-- START --
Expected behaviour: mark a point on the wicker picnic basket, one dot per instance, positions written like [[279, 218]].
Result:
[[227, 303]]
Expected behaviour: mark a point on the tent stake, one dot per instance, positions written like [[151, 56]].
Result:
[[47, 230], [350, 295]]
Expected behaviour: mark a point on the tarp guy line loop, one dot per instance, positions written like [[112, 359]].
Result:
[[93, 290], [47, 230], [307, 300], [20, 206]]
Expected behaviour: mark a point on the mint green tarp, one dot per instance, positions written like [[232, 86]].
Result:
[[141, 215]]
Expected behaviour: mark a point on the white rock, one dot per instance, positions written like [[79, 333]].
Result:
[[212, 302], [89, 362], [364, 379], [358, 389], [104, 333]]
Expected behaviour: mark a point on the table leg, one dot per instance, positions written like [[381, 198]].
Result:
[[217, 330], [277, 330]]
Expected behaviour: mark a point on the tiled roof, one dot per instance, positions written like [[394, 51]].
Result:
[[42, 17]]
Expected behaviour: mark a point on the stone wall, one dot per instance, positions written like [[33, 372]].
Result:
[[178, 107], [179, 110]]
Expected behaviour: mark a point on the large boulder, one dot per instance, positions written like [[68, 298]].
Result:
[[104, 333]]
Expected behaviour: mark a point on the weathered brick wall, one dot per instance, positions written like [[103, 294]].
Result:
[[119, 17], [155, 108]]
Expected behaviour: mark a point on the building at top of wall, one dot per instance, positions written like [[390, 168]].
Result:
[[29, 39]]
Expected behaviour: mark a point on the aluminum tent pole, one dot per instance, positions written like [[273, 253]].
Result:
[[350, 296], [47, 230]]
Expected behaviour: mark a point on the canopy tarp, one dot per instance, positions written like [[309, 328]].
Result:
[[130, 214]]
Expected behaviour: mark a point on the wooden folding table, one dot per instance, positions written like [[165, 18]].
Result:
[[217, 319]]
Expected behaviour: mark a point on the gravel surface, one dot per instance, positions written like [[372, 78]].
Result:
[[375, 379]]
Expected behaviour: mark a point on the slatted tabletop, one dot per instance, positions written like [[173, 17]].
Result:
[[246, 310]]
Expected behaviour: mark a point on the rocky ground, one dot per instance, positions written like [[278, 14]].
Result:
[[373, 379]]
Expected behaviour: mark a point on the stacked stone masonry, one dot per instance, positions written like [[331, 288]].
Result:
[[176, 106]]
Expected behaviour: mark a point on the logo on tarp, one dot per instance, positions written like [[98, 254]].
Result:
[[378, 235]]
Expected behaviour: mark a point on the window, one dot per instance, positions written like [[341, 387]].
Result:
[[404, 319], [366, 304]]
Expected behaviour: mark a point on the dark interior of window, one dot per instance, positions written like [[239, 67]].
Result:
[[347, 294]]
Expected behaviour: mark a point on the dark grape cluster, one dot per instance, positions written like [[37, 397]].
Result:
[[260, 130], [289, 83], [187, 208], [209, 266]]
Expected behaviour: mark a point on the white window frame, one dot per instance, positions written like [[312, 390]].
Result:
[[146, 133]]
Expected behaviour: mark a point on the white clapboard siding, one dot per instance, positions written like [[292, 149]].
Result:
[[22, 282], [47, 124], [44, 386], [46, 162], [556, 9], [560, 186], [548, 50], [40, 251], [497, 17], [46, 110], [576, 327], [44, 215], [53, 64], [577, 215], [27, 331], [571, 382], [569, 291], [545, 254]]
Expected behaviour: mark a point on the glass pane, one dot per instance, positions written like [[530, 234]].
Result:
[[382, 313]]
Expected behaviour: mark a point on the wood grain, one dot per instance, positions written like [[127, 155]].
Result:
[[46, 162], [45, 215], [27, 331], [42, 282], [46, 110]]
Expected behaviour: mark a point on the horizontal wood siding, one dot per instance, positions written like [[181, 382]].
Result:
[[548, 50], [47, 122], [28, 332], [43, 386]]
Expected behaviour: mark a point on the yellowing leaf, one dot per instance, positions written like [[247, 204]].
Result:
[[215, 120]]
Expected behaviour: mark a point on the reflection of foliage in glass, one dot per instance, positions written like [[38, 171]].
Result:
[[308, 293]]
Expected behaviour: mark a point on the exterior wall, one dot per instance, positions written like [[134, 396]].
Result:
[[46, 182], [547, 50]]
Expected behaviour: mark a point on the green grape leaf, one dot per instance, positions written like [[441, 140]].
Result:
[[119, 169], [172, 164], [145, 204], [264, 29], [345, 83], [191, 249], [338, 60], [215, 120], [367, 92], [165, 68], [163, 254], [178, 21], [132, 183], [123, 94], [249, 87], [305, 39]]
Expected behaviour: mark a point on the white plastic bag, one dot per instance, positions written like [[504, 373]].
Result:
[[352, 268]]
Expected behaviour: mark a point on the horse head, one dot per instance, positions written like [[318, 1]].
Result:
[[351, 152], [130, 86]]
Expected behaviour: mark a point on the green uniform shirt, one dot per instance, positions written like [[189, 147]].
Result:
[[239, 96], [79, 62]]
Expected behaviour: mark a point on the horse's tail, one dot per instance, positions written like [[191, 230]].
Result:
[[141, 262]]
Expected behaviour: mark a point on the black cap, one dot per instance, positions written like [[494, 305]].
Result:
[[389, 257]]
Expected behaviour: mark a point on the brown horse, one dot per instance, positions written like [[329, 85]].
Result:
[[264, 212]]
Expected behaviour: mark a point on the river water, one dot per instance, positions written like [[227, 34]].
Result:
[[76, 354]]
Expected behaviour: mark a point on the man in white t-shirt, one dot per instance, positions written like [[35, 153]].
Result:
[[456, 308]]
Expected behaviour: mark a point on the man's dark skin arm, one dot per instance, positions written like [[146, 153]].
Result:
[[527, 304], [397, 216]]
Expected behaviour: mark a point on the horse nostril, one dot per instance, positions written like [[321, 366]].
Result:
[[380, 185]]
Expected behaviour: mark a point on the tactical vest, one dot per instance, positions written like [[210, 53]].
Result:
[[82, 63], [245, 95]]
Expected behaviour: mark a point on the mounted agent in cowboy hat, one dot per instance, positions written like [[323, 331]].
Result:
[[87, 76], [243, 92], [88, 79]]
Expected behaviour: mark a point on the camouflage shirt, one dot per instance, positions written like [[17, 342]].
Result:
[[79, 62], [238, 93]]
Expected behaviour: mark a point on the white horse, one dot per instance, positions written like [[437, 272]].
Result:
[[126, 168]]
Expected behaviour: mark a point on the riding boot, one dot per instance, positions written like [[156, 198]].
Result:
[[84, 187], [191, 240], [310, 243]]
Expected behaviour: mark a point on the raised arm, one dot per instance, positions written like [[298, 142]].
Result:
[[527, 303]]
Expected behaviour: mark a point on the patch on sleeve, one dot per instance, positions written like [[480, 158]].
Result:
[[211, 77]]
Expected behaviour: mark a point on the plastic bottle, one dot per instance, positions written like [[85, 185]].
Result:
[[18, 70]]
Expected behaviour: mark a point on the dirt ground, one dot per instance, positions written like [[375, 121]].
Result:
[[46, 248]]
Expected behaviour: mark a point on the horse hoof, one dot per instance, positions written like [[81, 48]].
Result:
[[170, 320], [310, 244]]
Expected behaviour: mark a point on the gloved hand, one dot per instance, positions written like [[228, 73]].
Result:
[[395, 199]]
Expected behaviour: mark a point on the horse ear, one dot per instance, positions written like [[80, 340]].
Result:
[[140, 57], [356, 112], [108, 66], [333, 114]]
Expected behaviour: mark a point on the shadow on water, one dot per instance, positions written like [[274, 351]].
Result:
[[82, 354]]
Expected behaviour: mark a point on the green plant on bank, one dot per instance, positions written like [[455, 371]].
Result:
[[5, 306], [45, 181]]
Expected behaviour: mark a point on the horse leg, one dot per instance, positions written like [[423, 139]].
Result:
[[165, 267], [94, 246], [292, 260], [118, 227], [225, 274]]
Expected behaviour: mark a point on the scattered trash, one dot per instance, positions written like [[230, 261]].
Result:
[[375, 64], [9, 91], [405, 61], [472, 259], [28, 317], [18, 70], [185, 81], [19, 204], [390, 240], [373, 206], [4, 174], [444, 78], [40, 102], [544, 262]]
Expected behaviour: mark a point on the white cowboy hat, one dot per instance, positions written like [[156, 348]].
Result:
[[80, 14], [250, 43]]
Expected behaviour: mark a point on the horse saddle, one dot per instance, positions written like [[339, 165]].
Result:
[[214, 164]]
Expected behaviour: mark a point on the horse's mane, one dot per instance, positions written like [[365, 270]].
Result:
-- END --
-- START --
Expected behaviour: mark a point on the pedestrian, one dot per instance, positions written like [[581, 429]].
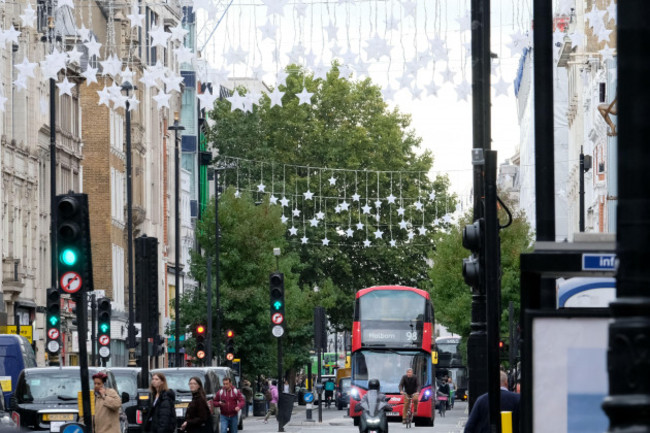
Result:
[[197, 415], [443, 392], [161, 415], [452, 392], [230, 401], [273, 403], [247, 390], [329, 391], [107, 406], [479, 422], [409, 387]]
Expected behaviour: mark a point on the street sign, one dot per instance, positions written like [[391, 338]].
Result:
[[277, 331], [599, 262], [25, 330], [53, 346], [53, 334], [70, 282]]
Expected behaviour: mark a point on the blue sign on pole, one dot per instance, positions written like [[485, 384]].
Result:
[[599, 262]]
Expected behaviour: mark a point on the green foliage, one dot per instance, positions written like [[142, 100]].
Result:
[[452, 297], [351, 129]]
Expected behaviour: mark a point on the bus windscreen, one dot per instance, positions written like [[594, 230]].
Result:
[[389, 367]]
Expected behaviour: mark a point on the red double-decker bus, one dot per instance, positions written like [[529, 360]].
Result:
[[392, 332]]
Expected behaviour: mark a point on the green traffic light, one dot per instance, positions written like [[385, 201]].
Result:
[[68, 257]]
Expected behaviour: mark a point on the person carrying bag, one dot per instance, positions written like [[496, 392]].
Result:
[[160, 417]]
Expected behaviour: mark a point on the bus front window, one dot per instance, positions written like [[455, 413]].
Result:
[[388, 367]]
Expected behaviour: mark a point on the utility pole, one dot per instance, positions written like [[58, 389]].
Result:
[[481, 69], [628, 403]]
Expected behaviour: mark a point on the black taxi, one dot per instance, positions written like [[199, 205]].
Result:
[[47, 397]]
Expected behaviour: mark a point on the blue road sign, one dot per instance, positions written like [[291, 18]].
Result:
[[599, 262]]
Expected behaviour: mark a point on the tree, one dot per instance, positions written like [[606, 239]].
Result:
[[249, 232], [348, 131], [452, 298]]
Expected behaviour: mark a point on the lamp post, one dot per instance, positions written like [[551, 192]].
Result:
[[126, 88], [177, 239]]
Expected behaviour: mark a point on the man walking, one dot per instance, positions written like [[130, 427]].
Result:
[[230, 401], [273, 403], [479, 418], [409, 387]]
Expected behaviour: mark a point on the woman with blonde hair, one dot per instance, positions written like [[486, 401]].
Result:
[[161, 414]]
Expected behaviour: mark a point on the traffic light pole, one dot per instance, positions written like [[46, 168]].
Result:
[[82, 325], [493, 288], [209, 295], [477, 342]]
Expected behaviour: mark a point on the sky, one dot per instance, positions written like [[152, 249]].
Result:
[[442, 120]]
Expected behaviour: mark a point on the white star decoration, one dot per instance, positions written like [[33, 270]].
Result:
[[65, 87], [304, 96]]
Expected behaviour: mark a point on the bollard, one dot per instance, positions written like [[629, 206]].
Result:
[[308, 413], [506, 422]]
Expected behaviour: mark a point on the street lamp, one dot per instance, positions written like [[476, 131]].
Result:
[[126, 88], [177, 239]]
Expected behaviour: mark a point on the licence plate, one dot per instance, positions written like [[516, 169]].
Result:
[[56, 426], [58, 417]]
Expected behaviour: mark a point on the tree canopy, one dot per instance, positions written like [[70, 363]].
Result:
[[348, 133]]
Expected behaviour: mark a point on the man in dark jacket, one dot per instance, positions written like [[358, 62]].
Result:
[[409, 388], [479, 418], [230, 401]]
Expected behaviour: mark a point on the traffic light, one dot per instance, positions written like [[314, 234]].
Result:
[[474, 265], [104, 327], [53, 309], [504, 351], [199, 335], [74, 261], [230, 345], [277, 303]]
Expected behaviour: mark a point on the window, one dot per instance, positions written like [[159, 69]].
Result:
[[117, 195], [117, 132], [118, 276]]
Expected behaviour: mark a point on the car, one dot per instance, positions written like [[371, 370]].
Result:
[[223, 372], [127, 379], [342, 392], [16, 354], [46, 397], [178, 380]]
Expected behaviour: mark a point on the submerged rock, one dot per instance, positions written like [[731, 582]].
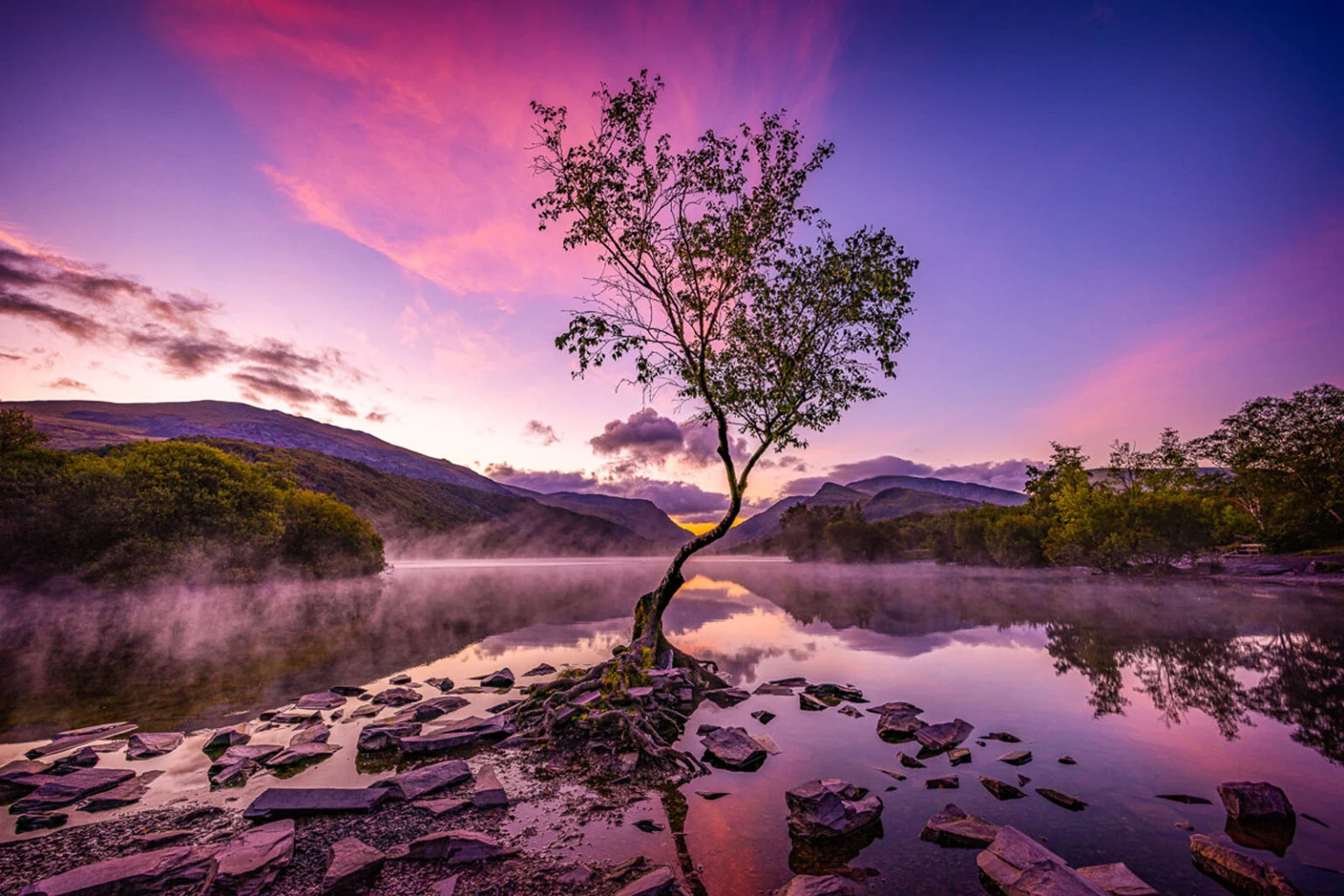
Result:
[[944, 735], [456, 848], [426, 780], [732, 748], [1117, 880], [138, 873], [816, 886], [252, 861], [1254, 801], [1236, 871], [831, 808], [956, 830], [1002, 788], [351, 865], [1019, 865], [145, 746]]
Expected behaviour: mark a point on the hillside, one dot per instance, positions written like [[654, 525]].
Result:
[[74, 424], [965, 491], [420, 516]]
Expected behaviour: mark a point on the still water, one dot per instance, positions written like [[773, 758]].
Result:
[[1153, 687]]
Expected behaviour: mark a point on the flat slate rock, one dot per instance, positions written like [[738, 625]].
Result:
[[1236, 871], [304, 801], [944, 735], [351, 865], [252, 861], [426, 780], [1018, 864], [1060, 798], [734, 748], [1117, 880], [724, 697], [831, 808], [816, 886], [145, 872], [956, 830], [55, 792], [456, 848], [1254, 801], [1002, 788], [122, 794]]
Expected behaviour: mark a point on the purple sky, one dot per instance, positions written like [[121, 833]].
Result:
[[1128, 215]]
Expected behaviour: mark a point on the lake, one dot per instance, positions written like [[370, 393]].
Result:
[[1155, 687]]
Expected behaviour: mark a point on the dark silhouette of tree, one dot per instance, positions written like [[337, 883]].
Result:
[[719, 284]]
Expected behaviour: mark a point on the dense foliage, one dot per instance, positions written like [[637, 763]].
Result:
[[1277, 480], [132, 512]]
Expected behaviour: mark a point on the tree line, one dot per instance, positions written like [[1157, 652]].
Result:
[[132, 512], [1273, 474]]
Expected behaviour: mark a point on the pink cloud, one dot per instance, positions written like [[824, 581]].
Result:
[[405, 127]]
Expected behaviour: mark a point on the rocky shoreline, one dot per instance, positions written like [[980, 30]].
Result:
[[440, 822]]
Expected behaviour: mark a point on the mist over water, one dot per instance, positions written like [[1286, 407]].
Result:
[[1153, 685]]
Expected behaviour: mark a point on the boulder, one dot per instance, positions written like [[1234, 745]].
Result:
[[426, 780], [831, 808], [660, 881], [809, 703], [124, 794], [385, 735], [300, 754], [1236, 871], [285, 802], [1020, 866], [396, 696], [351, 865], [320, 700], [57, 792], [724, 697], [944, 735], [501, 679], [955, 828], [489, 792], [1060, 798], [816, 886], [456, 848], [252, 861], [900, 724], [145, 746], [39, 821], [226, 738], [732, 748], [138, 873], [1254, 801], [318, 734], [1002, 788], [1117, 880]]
-- END --
• Work to complete: Please return every line of the records that contains the word "street", treating uppercase and lowercase as distinct.

• The result:
Expected behaviour: mark a point on the street sign, one dot per instance, positions written like [[391, 338]].
Expected behaviour: mark a point on the street lamp, one dot per instance, positions written like [[476, 131]].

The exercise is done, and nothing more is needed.